> **Text block**
● ● ● ● ● ● ●

Inextricably Intertwined
Meeting Meghan Walla-Murphy completely changed the way I do my reality: I believe firmly that we are inextricably intertwined, and Meghan has spent her life showing just how true our interconnections are. We connected over the ancient art of tracking, and until I joined her in a group of women, all intent on learning how to track the animals and wildlife around us, I had not really opened my eyes to this phenomenally important and intrinsic skill set.
Now, I cannot go a day, or hardly an hour without witnessing, listening, and paying lots of attention to the play of the wild world all around me. A world that I am part of, that is inextricably interwoven and interconnected to me and my life. For me, tracking has become this elemental dance of all the sights, sounds, sensations, and signs that I seek out and that seek me!
Interviewing Meghan, I felt eternally grateful for her efforts to live as a tracker in a modern paradigm that has forgotten how interconnected we all are to everything that is, and also I’m in awe of her commitment to spread the knowledge of this fundamental skill into the world.
Whenever I find myself feeling disconnected and separate from the great play of life, it’s a great time to go outside, get into nature, and shift my focus to the web all around me —one which I am a part of, and which needs me as much as I need it.
I often get into my head and forget to honor the literally everything besides my own mental tangent that feels so alive and real. In those moments I also try to track my emotions —a skill that I learned at Meghan’s Western Women’s Tracking Conference with Michelle Vesser (who I interviewed this season as well and you can hear our podcast episode “Engaging with Life” that came out on the Summer Solstice 2022).

● ● ● ● ● ● ●

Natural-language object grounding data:
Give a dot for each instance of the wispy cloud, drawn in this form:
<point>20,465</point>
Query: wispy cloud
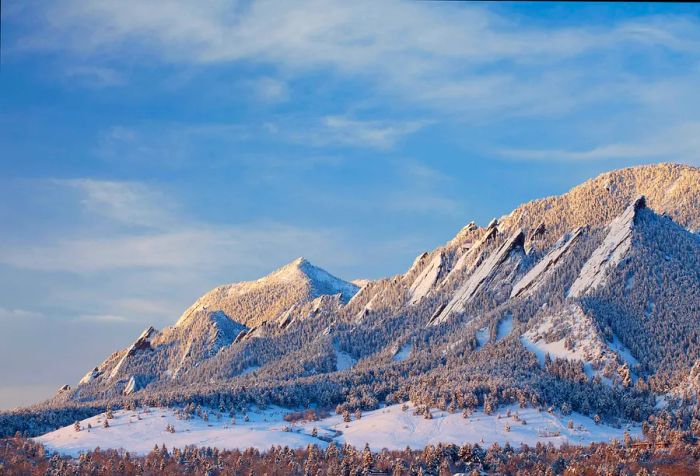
<point>18,314</point>
<point>103,318</point>
<point>454,57</point>
<point>681,143</point>
<point>346,131</point>
<point>129,203</point>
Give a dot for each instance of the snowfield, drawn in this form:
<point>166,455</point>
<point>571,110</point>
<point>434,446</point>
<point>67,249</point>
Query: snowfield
<point>389,427</point>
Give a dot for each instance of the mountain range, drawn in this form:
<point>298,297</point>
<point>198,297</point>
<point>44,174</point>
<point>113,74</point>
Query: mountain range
<point>587,301</point>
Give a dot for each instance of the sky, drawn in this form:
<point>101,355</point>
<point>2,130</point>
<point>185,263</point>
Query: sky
<point>150,151</point>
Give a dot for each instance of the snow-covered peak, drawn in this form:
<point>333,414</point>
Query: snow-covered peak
<point>613,249</point>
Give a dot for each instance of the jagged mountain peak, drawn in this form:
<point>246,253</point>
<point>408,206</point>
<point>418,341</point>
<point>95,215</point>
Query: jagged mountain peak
<point>667,188</point>
<point>254,302</point>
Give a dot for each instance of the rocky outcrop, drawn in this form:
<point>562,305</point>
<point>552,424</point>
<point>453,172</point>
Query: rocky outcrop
<point>609,254</point>
<point>537,275</point>
<point>425,281</point>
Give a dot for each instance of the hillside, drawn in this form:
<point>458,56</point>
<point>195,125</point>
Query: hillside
<point>585,302</point>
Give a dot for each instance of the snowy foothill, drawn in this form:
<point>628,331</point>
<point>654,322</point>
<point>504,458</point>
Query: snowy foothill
<point>392,427</point>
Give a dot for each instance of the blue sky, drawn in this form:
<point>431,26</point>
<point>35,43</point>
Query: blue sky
<point>152,150</point>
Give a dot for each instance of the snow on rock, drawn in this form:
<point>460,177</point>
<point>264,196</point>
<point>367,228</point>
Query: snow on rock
<point>480,275</point>
<point>387,427</point>
<point>136,383</point>
<point>425,281</point>
<point>482,337</point>
<point>505,327</point>
<point>296,282</point>
<point>469,256</point>
<point>571,334</point>
<point>625,354</point>
<point>609,254</point>
<point>142,343</point>
<point>416,262</point>
<point>90,376</point>
<point>343,360</point>
<point>536,276</point>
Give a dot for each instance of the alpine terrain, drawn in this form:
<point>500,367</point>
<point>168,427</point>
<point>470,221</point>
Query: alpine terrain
<point>585,304</point>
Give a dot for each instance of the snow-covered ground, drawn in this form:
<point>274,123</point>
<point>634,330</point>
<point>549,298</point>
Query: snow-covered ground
<point>404,352</point>
<point>387,427</point>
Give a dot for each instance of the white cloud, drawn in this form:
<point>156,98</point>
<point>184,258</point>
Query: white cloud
<point>455,57</point>
<point>345,131</point>
<point>129,203</point>
<point>18,314</point>
<point>681,143</point>
<point>101,318</point>
<point>271,90</point>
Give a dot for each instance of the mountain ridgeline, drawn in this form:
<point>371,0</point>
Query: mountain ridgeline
<point>588,301</point>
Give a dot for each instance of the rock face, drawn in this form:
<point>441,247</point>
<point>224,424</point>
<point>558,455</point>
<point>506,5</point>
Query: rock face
<point>538,273</point>
<point>136,383</point>
<point>256,302</point>
<point>483,273</point>
<point>90,376</point>
<point>427,279</point>
<point>609,253</point>
<point>141,344</point>
<point>491,306</point>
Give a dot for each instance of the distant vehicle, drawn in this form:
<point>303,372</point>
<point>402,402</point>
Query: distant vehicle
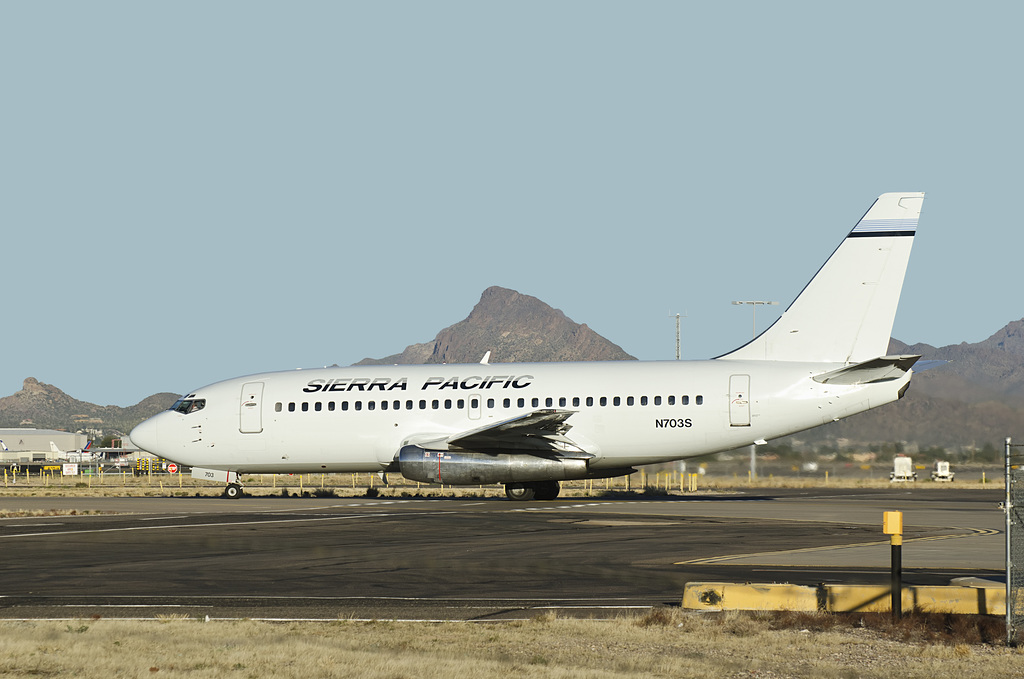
<point>902,470</point>
<point>941,471</point>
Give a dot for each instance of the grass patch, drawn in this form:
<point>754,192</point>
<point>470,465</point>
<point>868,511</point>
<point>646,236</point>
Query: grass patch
<point>665,642</point>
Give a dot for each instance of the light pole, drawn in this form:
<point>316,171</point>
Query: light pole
<point>754,333</point>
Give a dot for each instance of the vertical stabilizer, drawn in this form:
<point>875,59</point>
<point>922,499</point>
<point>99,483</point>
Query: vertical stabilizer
<point>846,312</point>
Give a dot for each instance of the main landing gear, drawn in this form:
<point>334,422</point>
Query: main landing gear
<point>535,491</point>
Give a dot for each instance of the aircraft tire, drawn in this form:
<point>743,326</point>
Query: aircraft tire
<point>547,490</point>
<point>520,492</point>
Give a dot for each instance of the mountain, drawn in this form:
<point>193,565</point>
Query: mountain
<point>44,406</point>
<point>976,398</point>
<point>514,328</point>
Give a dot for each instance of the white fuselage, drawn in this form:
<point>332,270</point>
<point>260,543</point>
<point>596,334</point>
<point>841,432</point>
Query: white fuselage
<point>625,413</point>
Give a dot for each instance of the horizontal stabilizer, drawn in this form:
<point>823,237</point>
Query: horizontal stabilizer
<point>883,369</point>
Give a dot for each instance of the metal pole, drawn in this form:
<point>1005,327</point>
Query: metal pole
<point>677,337</point>
<point>897,576</point>
<point>1008,508</point>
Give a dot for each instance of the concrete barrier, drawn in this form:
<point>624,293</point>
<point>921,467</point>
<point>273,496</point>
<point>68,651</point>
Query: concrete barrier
<point>843,598</point>
<point>730,596</point>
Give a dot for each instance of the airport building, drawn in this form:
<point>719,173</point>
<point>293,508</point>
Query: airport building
<point>26,444</point>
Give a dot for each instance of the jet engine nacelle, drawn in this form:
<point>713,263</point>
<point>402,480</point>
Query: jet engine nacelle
<point>460,468</point>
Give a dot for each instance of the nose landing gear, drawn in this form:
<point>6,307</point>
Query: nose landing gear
<point>536,491</point>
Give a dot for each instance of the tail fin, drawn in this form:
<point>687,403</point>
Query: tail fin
<point>846,312</point>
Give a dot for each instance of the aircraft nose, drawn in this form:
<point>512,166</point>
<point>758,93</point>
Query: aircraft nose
<point>145,435</point>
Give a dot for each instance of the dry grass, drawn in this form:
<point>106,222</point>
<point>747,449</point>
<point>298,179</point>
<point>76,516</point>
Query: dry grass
<point>664,643</point>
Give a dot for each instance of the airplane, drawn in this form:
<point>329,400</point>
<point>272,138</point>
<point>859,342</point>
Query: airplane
<point>529,426</point>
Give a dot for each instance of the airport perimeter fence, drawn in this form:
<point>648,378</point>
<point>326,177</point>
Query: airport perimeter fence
<point>1014,508</point>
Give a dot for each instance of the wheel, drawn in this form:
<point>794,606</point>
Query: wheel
<point>519,492</point>
<point>547,490</point>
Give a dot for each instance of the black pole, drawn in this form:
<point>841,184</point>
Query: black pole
<point>897,577</point>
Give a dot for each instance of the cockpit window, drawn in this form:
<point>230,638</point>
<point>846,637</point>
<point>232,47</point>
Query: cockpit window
<point>186,406</point>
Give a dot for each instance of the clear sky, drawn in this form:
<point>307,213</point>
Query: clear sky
<point>197,191</point>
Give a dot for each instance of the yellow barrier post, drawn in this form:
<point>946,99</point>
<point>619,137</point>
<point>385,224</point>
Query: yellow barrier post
<point>892,525</point>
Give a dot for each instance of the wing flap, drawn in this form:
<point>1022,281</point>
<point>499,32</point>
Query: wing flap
<point>883,369</point>
<point>540,432</point>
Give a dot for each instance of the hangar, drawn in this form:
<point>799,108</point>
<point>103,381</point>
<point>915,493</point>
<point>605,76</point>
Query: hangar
<point>27,444</point>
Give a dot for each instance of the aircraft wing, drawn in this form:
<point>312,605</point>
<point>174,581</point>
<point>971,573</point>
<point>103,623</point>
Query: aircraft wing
<point>540,432</point>
<point>882,369</point>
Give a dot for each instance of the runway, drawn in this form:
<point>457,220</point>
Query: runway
<point>473,559</point>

● ● ● ● ● ● ●

> **Tasks for this exercise**
A: In the essay on tracking, copy the passage from "Whenever I find" to "Summer Solstice 2022)." word for word.
B: According to the essay on tracking, at what event did the writer learn to track emotions?
C: Pick up the essay on tracking after its final sentence and keep writing.
The records stand apart from the essay on tracking and are not connected to it.

> **Responses to the tasks**
A:
Whenever I find myself feeling disconnected and separate from the great play of life, it’s a great time to go outside, get into nature, and shift my focus to the web all around me —one which I am a part of, and which needs me as much as I need it.
I often get into my head and forget to honor the literally everything besides my own mental tangent that feels so alive and real. In those moments I also try to track my emotions —a skill that I learned at Meghan’s Western Women’s Tracking Conference with Michelle Vesser (who I interviewed this season as well and you can hear our podcast episode “Engaging with Life” that came out on the Summer Solstice 2022).

B: At Meghan’s Western Women’s Tracking Conference, with Michelle Vesser.

C:
Through tracking my own emotions, I have been able to get back to the core of me, the experience of myself as a whole. And, then situated in my own role in the great play of all that is, I’m able to experience the truth of both my own reality and the vast, infinite ways that I am related to everything else!
In our interview, Meghan shares about her own experiences coming into the tracking ethos, and the ways that it has shaped her path, helped her understand ecological conservation more intimately, and forged a life of service, in support of wildlife, in support of humans situating ourselves in the narrative of tending the wild, and in support of sharing the vast knowledge that she has at the intersection of tracking and biology.
May your journeys to track yourself and the world be fantastic adventures, showing you how inextricably intertwined you truly are!